Exercise ▸ Return all of the records below verbatim.

Natural-language object grounding data
Content starts
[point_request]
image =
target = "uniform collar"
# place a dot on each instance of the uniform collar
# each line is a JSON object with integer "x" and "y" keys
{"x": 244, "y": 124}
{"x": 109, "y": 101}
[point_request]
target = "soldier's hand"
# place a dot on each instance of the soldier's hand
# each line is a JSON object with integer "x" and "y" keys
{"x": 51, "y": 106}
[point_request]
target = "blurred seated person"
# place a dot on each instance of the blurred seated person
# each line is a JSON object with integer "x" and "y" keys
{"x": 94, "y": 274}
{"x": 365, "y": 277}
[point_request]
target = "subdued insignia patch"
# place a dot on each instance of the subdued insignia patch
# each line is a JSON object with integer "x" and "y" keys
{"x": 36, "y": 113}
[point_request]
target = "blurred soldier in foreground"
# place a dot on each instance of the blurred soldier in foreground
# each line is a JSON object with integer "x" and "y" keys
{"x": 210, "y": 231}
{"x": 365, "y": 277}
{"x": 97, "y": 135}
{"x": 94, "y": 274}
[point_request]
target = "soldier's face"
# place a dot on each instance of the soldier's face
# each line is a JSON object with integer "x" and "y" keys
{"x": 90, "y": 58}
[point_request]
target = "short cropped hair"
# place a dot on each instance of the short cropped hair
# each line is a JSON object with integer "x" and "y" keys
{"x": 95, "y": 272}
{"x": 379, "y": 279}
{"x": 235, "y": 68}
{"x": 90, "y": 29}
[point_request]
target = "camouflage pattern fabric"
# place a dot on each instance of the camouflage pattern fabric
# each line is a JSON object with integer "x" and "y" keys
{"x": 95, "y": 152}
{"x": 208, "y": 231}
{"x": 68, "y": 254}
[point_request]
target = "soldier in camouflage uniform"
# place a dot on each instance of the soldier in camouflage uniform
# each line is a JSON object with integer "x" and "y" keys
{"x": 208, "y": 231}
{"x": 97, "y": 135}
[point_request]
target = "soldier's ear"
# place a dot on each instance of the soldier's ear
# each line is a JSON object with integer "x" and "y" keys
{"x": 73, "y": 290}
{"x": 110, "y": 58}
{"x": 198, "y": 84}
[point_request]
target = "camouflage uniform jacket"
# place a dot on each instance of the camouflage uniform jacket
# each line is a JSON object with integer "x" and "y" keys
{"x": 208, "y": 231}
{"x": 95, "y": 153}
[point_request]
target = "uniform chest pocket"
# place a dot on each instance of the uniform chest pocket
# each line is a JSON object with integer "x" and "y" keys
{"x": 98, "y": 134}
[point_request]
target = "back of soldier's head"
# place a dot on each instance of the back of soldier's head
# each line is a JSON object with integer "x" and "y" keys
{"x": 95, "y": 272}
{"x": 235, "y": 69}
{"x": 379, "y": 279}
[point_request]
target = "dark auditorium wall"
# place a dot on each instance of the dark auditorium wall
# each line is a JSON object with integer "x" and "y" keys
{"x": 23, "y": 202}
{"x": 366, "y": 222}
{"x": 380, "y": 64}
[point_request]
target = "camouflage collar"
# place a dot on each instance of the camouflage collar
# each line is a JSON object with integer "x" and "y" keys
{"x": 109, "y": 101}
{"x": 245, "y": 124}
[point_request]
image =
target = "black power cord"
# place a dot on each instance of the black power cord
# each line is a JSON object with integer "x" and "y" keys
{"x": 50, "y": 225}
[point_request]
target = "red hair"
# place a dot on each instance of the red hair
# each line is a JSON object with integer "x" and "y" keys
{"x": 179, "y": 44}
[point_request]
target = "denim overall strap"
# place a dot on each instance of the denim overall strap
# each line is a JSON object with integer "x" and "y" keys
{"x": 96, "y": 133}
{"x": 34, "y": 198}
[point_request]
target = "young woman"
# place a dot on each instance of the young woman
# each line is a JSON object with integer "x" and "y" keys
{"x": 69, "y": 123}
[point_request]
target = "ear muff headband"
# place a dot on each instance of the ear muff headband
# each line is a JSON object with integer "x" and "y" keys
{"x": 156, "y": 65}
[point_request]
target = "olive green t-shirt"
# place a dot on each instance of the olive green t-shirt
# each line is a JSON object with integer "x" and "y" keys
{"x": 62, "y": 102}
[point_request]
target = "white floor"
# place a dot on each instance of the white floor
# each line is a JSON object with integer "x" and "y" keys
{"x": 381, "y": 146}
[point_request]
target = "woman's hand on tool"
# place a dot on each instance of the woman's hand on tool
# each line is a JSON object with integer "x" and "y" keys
Content ends
Finished task ▸
[point_request]
image =
target = "uniform collar"
# place a dot on each instance of the uniform collar
# each line is a JSON object with integer "x" and "y" keys
{"x": 244, "y": 124}
{"x": 109, "y": 101}
[point_request]
target = "soldier's hand"
# place a dot on each instance of the soldier's hand
# each line is a JSON object with integer "x" and "y" keys
{"x": 51, "y": 106}
[point_request]
target = "blurred seated person"
# place a dot on each instance of the blurred seated person
# each line is a JSON object with integer "x" and "y" keys
{"x": 94, "y": 274}
{"x": 365, "y": 277}
[point_request]
target = "subdued insignia patch"
# place a dot on each instance of the subdued insignia patch
# each line is a JSON object with integer "x" and "y" keys
{"x": 36, "y": 113}
[point_request]
target = "blurred soldier in foreground"
# place a dot on each instance of the blurred soldier in foreground
# each line is a JSON object with integer "x" and "y" keys
{"x": 210, "y": 231}
{"x": 365, "y": 277}
{"x": 97, "y": 135}
{"x": 94, "y": 274}
[point_request]
target = "soldier's face"
# place a dot on each instance of the soldier's face
# each line is a JSON object with integer "x" and "y" keys
{"x": 90, "y": 58}
[point_request]
target = "short cropped hair"
# place a dot on each instance of the short cropped hair
# each line is a JSON object with integer "x" and "y" keys
{"x": 95, "y": 272}
{"x": 379, "y": 279}
{"x": 235, "y": 68}
{"x": 90, "y": 29}
[point_request]
target = "camouflage pattern fabric"
# place a dot on each instance of the camouflage pattern fabric
# each line is a JSON object with integer "x" and "y" keys
{"x": 95, "y": 152}
{"x": 208, "y": 231}
{"x": 68, "y": 254}
[point_request]
target = "soldier in camouflage uniform"
# place a dot on each instance of the soldier in camouflage uniform
# each line is a JSON object with integer "x" and "y" keys
{"x": 208, "y": 231}
{"x": 97, "y": 135}
[point_request]
target = "soldier's ear"
# place a dot on each instance of the soldier's ear
# each line is a JSON object with integer "x" and "y" keys
{"x": 73, "y": 290}
{"x": 110, "y": 58}
{"x": 198, "y": 84}
[point_request]
target = "camouflage uniform jacket"
# place a dot on each instance of the camouflage uniform jacket
# each line is a JSON object with integer "x" and "y" keys
{"x": 208, "y": 231}
{"x": 95, "y": 153}
[point_request]
target = "uniform chest pocket"
# place a dot on each instance of the uniform chest pocket
# each line is a JSON object with integer "x" and "y" keys
{"x": 98, "y": 134}
[point_request]
target = "back of soldier's head"
# place a dot on each instance of the back of soldier's head
# each line is a JSON object with integer "x" and "y" keys
{"x": 95, "y": 272}
{"x": 235, "y": 69}
{"x": 379, "y": 279}
[point_request]
target = "dark auditorium wall"
# place a dot on each instance of the dark auditorium wall
# each line is a JSON object with integer "x" and "y" keys
{"x": 23, "y": 202}
{"x": 366, "y": 222}
{"x": 380, "y": 64}
[point_request]
target = "camouflage collar"
# place a dot on each instance of the camouflage collar
# each line is a JSON object with integer "x" and "y" keys
{"x": 109, "y": 101}
{"x": 245, "y": 124}
[point_request]
image =
target = "black power cord"
# place a dot on each instance of the black power cord
# each line is a JSON object with integer "x" and "y" keys
{"x": 50, "y": 225}
[point_request]
target = "red hair"
# place a dot on each instance of the red hair
# each line is a JSON object with integer "x" and "y" keys
{"x": 179, "y": 44}
[point_request]
target = "denim overall strap"
# place a dot on each instance of the denim overall strap
# each line is a JSON object with integer "x" and "y" keys
{"x": 96, "y": 133}
{"x": 34, "y": 198}
[point_request]
target = "young woman"
# place a dot on each instance of the young woman
# each line is a JSON object with integer "x" and "y" keys
{"x": 69, "y": 123}
[point_request]
target = "ear muff headband"
# place a dot on each instance of the ear muff headband
# each line is a JSON object with integer "x" and "y" keys
{"x": 156, "y": 65}
[point_request]
target = "olive green t-shirt"
# place a dot on each instance of the olive green t-shirt
# each line is a JSON object with integer "x" and "y" keys
{"x": 62, "y": 102}
[point_request]
target = "white floor"
# place a dot on each instance of the white floor
# each line is a JSON object with integer "x" and "y" keys
{"x": 381, "y": 146}
[point_request]
target = "woman's hand on tool"
# place a dot on each instance of the woman's hand on tool
# each line is a JSON object with integer "x" and "y" keys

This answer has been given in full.